### DIRECTION
Write each line out exactly, leaving none out.
☆ ☆ ☆
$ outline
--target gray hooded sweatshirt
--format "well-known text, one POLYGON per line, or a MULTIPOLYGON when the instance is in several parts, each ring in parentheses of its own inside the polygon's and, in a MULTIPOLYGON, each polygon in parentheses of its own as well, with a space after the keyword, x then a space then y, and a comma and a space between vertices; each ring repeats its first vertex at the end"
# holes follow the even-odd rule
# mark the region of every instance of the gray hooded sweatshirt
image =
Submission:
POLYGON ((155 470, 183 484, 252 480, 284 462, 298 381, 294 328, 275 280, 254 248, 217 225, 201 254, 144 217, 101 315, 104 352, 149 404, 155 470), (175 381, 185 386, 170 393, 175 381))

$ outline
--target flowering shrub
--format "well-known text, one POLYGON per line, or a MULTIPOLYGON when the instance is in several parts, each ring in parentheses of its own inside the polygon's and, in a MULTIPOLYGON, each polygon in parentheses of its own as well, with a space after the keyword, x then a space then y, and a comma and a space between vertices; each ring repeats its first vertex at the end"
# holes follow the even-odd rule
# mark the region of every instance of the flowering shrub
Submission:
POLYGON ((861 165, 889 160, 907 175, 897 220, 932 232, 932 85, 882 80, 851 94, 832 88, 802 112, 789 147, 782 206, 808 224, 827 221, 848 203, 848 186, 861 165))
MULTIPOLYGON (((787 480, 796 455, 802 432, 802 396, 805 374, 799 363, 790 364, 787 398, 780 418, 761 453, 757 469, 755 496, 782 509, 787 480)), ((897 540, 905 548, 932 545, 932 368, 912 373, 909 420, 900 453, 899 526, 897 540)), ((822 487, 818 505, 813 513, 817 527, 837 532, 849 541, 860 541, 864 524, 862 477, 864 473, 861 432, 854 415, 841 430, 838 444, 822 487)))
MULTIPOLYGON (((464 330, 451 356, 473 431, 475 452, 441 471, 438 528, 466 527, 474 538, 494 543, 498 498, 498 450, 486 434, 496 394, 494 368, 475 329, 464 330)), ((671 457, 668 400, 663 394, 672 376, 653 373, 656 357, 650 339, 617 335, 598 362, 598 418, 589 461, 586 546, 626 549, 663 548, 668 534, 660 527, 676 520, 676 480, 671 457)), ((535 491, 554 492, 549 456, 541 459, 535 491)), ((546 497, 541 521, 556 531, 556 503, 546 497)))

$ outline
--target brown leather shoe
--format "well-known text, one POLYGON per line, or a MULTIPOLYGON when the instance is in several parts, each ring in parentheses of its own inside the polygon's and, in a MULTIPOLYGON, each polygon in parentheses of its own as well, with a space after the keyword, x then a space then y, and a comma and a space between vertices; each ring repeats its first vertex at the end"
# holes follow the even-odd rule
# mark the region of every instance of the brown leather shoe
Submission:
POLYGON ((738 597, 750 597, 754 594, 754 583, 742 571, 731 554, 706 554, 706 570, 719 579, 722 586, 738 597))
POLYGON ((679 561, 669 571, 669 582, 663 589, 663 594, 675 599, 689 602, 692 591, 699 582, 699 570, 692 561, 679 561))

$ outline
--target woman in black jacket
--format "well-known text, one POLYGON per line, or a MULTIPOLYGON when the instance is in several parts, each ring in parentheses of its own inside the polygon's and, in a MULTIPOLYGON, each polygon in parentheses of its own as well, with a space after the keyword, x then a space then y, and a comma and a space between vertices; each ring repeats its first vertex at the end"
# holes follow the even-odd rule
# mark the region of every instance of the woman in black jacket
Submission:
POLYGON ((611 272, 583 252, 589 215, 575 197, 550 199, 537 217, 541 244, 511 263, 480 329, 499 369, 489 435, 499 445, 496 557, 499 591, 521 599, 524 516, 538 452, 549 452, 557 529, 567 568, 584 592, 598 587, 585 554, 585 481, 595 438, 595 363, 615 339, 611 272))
☆ ☆ ☆
### FULL ANSWER
$ outline
--target gray hooded sweatshirt
--format "well-known text, one POLYGON per line, or a MULTIPOLYGON when the instance is in several parts, each ring in parentheses of its own inside the polygon's and, in a MULTIPOLYGON, each polygon in parentheses of its own as well, with a space after the keyword, x then a space then y, and a comma and a space between vertices; each ring repeats its first vertex at the end"
# holes follow the even-odd rule
# mark the region of every instance of the gray hooded sweatshirt
image =
Submission:
POLYGON ((155 470, 183 484, 252 480, 284 462, 298 381, 294 328, 275 280, 254 248, 217 225, 201 254, 144 217, 101 315, 104 352, 149 404, 155 470), (175 381, 185 386, 170 393, 175 381))

$ outline
--target flowering shrub
--format "well-known text, one POLYGON per line, or a MULTIPOLYGON when the instance is in several parts, each ring in parentheses of its own inside the polygon's and, in a MULTIPOLYGON, each polygon in parentheses of its own as well, with a space after the keyword, x then a space then y, and a comma and a space between vertices; each ring repeats its first vertex at the end"
# holes follow the even-odd rule
# mark the region of every instance of the flowering shrub
Submission:
POLYGON ((861 165, 889 160, 907 175, 897 220, 932 232, 932 85, 882 80, 851 94, 832 88, 802 112, 789 147, 782 206, 808 224, 827 221, 848 203, 848 186, 861 165))
MULTIPOLYGON (((787 480, 796 455, 802 432, 802 396, 805 374, 799 363, 790 364, 787 398, 780 418, 761 453, 757 469, 755 496, 782 509, 787 480)), ((897 540, 905 548, 932 545, 932 368, 912 373, 909 420, 900 453, 899 526, 897 540)), ((822 487, 818 505, 813 513, 817 527, 837 532, 849 541, 860 541, 864 524, 862 477, 864 473, 861 432, 854 415, 841 430, 838 444, 822 487)))
MULTIPOLYGON (((464 330, 451 356, 473 431, 475 452, 441 471, 438 528, 466 527, 474 538, 494 543, 498 498, 498 450, 486 434, 496 394, 494 368, 475 329, 464 330)), ((671 457, 668 400, 663 394, 672 376, 653 373, 656 357, 650 339, 617 335, 598 362, 598 418, 589 461, 586 546, 626 549, 663 548, 668 534, 660 527, 676 520, 676 480, 671 457)), ((535 491, 554 492, 549 456, 541 459, 535 491)), ((546 497, 541 521, 556 531, 556 503, 546 497)))

$ outline
--target brown leather shoe
--format "well-known text, one POLYGON per line, or a MULTIPOLYGON when the instance is in several parts, each ring in parentheses of its own inside the polygon's and, in a MULTIPOLYGON, each polygon in parentheses of its own as well, with a space after the keyword, x then a space then y, and a comma and a space between vertices; each ring repeats its first vertex at the end"
# holes follow the even-odd rule
# mark the region of every instance of the brown leather shoe
Submission:
POLYGON ((738 597, 750 597, 754 594, 754 583, 742 571, 731 554, 706 554, 706 570, 719 579, 722 586, 738 597))
POLYGON ((679 561, 669 571, 669 582, 663 589, 663 594, 675 599, 689 602, 692 591, 699 582, 699 570, 692 561, 679 561))

$ outline
--target woman in black jacket
--format "well-known text, one POLYGON per line, or a MULTIPOLYGON when the instance is in several parts, each ring in parentheses of its own inside the polygon's and, in a MULTIPOLYGON, each polygon in parentheses of its own as well, with a space after the keyword, x then a space then y, and a comma and a space between vertices; each ring repeats its first vertex at the end"
# holes follow the even-odd rule
# mark the region of every instance of the woman in black jacket
Submission:
POLYGON ((611 272, 583 252, 589 215, 575 197, 550 199, 537 217, 541 244, 511 263, 480 329, 499 369, 489 435, 499 445, 496 557, 499 591, 521 599, 524 516, 538 452, 549 452, 557 529, 567 568, 584 592, 598 587, 585 554, 585 481, 595 438, 595 363, 615 339, 611 272))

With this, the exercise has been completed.